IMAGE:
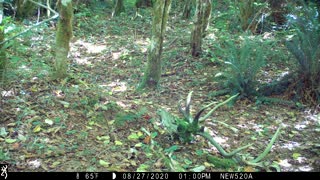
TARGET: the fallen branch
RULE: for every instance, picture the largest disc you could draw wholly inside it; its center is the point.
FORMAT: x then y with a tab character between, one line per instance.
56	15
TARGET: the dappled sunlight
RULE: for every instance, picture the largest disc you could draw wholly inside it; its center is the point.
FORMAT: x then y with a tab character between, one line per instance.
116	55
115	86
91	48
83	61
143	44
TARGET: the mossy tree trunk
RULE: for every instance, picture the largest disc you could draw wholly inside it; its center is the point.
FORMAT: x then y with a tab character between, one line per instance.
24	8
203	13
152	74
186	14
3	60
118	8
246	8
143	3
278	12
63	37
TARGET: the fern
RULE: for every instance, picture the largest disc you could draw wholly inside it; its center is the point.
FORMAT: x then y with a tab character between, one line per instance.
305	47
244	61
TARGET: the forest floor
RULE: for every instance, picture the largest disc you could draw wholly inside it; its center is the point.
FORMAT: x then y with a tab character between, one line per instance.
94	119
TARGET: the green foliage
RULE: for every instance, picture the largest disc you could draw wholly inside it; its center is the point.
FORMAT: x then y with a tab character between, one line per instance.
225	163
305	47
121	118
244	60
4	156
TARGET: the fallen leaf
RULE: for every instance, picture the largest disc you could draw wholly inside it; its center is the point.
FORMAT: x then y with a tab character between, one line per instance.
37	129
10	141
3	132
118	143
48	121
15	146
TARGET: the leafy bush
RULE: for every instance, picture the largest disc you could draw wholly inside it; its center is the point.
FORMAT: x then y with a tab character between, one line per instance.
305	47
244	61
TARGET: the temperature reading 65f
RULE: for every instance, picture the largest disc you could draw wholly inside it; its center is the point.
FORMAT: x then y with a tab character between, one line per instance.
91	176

::::::

▶ [What the task asks]: Lay out the records from the line with "TARGET: the leafy bush" through the end of the records as a two-column CSV headed record_text and answer. Give one row per record, with its text and its answer each in a single quoted field and every line break replaced by a space.

▶ [Task output]:
record_text,answer
"TARGET: the leafy bush RULE: for every instance, picture the largest disc you could draw wholly inside it; its center is the point. FORMAT: x then y with a tab character between, one line per instance.","305	47 244	61"
"TARGET: the temperature reading 65f RULE: for every instance, picture the largest disc you could draw wholly inside it; its center is the point. FORMAT: x then y with a tab character between, one line per instance.","91	176"